Quoted text:
>>>>

1999–2000 DFB-Pokal Frauen

Tournament details
- Country: Germany
- Teams: 32

Final positions
- Champions: FFC Frankfurt
- Runners-up: Sportfreunde Siegen

Tournament statistics
- Matches played: 28

= 1999–2000 DFB-Pokal Frauen =

The 1999–2000 DFB-Pokal Frauen was the 20th season of the cup competition, Germany's second-most important title in women's football. The first round of the competition was held from 22–25 August 1999. In the final which was held in Berlin on 6 May 2000, FFC Frankfurt defeated Sportfreunde Siegen 2–1 and successfully defended their title from the previous season.

<<<<

Dataset excerpts:
>>>>

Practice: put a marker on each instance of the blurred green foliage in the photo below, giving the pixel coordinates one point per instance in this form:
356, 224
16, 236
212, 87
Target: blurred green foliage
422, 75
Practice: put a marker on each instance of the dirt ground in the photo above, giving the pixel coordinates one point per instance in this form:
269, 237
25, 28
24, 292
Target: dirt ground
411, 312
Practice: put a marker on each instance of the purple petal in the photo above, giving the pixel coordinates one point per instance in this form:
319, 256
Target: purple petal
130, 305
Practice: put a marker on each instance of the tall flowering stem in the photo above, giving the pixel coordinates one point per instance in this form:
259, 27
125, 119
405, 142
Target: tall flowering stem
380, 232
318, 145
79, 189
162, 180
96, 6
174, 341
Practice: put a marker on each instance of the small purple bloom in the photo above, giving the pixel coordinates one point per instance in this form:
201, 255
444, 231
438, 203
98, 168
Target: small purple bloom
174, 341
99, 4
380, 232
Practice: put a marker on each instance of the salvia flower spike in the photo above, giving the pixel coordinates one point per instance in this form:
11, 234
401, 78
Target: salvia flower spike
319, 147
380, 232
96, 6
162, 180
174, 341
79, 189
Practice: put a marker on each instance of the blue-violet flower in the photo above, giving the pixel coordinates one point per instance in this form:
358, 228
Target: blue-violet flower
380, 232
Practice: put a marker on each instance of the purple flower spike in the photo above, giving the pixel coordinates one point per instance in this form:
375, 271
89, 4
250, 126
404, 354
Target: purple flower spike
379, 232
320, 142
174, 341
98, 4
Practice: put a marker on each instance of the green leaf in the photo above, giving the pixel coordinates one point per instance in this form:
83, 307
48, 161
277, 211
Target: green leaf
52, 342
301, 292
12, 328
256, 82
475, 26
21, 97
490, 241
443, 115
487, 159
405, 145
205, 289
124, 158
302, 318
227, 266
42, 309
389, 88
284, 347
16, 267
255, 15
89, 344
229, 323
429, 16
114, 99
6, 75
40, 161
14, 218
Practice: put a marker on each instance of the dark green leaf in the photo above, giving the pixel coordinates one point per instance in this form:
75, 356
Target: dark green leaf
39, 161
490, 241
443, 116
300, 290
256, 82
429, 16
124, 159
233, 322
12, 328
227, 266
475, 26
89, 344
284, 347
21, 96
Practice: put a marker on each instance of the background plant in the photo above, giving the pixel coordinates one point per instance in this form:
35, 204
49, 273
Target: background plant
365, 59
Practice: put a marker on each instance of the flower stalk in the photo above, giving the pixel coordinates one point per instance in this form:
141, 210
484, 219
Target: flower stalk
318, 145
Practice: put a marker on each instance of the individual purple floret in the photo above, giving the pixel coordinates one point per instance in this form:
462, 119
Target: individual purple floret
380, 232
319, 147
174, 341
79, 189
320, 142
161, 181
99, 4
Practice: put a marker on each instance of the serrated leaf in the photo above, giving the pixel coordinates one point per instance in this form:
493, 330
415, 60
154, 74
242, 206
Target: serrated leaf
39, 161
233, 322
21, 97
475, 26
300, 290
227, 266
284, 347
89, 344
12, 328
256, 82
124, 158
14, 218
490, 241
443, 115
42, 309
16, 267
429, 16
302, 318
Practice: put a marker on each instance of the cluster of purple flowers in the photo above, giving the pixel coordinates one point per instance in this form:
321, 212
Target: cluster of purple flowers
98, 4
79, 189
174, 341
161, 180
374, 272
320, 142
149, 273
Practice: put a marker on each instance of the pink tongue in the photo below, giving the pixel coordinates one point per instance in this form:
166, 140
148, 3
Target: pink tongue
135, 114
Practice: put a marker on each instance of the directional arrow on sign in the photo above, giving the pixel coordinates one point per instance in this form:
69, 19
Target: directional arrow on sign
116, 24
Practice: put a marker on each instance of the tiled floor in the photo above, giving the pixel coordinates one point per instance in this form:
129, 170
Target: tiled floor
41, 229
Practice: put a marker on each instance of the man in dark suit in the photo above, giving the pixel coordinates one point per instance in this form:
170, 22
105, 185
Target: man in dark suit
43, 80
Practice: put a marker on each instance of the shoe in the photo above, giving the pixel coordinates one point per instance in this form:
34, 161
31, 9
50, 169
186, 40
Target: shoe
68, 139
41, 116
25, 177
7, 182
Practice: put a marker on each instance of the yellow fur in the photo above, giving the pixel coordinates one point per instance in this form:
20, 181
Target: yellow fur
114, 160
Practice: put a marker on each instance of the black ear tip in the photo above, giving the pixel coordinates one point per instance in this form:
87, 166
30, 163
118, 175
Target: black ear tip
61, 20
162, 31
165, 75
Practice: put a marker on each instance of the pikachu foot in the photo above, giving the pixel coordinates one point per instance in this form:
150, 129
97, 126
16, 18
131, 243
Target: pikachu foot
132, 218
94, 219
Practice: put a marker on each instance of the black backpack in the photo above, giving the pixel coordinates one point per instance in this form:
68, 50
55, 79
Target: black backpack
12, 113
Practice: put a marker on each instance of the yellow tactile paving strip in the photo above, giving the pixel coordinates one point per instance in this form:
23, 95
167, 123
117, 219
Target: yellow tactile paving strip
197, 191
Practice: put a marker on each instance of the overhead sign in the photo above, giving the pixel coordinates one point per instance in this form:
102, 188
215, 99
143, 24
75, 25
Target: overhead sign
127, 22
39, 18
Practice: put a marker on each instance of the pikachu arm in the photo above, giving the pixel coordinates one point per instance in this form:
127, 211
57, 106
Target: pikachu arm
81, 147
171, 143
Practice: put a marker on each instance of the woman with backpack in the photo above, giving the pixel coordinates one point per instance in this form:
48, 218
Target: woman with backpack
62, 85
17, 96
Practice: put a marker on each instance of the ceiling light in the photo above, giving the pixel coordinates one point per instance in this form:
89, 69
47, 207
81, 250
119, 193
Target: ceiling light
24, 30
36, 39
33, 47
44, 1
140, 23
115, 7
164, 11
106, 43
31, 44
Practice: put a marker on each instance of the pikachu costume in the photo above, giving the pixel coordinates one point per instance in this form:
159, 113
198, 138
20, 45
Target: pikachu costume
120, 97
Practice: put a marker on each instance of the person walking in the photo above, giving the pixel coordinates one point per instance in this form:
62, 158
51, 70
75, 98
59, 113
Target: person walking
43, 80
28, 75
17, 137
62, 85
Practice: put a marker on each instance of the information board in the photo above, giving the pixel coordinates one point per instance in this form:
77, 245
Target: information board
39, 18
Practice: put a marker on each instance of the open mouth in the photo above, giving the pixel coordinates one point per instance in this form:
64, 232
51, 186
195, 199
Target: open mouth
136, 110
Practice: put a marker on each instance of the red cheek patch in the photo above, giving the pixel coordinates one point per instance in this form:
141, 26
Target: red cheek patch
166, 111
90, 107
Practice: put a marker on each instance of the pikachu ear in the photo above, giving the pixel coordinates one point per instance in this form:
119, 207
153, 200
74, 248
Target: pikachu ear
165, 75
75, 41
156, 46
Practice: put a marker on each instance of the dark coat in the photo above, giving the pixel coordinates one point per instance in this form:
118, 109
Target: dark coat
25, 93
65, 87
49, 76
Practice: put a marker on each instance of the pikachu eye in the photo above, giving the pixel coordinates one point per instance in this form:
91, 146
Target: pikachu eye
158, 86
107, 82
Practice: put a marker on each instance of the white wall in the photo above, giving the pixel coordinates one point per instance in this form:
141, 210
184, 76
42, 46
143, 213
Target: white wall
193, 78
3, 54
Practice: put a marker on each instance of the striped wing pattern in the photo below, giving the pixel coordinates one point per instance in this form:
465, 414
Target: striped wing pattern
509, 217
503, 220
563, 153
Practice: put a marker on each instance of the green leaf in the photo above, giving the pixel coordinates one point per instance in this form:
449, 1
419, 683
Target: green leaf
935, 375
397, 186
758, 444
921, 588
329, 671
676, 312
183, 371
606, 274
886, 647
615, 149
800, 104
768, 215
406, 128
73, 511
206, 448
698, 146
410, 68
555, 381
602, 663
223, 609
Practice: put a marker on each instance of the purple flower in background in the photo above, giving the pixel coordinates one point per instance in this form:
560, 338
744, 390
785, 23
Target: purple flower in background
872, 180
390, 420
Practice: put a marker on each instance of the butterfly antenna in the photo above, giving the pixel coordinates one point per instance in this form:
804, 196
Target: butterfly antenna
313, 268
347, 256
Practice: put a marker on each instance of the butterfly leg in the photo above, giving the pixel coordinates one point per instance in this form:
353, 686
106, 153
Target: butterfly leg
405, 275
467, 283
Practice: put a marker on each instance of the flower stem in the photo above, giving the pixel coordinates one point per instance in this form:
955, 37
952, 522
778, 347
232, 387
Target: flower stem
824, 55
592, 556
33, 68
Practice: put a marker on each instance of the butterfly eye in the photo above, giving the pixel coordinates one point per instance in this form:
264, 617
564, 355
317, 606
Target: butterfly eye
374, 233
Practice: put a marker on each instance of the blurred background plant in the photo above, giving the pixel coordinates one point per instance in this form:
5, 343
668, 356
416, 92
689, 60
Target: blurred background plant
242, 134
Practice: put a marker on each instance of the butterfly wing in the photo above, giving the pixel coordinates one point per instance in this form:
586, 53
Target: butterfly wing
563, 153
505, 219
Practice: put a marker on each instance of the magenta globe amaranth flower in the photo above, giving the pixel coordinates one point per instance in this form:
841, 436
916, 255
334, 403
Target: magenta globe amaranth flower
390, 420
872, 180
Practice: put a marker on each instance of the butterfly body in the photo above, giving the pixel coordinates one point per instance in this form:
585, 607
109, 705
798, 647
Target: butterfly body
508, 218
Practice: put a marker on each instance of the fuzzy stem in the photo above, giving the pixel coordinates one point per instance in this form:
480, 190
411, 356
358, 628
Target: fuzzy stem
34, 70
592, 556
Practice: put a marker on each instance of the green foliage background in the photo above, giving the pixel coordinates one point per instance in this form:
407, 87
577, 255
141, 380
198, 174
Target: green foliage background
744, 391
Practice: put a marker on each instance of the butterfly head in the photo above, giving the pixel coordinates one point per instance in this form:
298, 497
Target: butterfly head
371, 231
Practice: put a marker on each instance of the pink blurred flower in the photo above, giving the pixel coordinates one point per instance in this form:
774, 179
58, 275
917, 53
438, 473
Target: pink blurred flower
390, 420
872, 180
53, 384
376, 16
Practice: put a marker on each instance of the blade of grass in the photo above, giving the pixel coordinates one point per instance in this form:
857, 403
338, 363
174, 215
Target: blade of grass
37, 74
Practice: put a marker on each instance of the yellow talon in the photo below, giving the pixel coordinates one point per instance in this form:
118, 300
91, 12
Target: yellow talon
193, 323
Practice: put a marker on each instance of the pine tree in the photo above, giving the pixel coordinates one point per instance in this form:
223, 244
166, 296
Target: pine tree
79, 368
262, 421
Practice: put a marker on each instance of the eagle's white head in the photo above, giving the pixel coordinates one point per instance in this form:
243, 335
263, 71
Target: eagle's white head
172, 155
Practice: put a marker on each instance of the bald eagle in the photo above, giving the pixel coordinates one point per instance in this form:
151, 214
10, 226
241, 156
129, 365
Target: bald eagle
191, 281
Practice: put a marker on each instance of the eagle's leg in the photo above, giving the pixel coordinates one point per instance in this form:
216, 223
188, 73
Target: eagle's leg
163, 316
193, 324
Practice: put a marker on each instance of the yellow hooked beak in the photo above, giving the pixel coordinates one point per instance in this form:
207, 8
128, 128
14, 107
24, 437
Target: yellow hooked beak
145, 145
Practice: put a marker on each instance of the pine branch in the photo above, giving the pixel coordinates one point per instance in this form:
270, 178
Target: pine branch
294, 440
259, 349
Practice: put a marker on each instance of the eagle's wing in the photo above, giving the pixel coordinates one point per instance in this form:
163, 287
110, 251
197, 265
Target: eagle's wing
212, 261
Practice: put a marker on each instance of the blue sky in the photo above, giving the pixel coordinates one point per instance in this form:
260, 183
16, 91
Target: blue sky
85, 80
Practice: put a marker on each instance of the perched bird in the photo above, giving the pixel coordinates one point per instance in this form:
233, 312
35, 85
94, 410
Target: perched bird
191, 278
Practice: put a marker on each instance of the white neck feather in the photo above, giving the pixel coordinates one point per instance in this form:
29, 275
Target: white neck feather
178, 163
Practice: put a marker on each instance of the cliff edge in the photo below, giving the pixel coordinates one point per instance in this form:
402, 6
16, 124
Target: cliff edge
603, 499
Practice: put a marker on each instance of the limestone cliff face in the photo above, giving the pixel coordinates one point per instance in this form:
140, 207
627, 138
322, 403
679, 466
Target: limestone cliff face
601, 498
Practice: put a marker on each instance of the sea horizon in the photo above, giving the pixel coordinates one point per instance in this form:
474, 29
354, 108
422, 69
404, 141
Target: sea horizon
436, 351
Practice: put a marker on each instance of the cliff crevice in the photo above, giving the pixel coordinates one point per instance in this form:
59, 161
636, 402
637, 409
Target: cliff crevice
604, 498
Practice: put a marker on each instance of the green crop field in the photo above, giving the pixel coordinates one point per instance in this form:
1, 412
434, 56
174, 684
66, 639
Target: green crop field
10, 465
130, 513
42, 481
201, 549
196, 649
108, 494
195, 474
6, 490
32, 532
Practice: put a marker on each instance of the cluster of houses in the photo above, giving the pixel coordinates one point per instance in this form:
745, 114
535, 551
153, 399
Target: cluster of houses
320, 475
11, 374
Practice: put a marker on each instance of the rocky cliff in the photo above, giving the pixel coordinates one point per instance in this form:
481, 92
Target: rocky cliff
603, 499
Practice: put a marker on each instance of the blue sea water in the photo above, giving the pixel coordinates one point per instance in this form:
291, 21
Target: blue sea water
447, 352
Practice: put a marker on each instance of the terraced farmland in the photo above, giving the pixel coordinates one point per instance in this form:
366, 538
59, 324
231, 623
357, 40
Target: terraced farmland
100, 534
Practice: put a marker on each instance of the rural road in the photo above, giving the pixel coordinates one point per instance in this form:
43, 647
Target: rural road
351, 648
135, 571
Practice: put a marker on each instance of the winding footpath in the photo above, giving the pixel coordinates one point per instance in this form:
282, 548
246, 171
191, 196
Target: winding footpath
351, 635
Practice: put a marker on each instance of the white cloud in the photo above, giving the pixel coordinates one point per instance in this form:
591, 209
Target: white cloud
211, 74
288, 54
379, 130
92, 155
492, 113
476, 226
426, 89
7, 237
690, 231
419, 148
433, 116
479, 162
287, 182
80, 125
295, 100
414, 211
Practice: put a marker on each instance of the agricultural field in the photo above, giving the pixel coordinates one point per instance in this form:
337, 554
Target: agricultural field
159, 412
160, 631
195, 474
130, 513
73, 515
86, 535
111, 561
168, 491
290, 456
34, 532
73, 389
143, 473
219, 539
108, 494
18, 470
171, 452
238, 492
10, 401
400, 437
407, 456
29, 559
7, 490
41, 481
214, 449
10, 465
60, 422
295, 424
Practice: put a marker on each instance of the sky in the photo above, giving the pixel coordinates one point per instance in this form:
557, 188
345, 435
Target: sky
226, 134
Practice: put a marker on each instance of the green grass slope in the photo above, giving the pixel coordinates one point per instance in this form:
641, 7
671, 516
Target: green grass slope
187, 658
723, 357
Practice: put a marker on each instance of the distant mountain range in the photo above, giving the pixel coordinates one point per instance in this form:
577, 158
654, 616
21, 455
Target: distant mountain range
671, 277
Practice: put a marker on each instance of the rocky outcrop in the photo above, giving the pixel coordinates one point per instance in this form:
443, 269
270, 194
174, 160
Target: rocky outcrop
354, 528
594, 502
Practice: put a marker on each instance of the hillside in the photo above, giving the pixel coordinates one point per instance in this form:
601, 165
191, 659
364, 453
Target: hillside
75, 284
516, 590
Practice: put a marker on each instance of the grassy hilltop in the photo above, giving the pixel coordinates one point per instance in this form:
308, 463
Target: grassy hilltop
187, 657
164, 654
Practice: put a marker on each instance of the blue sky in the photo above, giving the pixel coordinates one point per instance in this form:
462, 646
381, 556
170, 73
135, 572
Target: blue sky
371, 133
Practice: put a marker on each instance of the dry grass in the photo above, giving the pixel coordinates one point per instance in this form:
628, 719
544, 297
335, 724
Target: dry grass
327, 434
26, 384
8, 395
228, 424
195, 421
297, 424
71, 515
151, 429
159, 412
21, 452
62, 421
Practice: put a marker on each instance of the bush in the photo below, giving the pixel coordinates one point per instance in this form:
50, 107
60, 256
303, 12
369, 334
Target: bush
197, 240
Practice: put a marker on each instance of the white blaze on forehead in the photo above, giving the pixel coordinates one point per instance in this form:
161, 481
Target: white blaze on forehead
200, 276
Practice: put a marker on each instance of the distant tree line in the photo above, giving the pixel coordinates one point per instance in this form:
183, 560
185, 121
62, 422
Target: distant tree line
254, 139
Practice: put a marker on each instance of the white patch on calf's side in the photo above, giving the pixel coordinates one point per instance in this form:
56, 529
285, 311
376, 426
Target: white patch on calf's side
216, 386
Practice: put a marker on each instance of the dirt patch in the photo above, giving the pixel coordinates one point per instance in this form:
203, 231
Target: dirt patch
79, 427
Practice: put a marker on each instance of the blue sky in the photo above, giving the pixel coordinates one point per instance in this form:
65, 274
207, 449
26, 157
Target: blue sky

<<<<

Instructions to follow: Copy the passage on the 1999–2000 DFB-Pokal Frauen from "Tournament statistics" up to and including "the previous season.", switching "Berlin" to "Cologne".

Task answer:
Tournament statistics
- Matches played: 28

= 1999–2000 DFB-Pokal Frauen =

The 1999–2000 DFB-Pokal Frauen was the 20th season of the cup competition, Germany's second-most important title in women's football. The first round of the competition was held from 22–25 August 1999. In the final which was held in Cologne on 6 May 2000, FFC Frankfurt defeated Sportfreunde Siegen 2–1 and successfully defended their title from the previous season.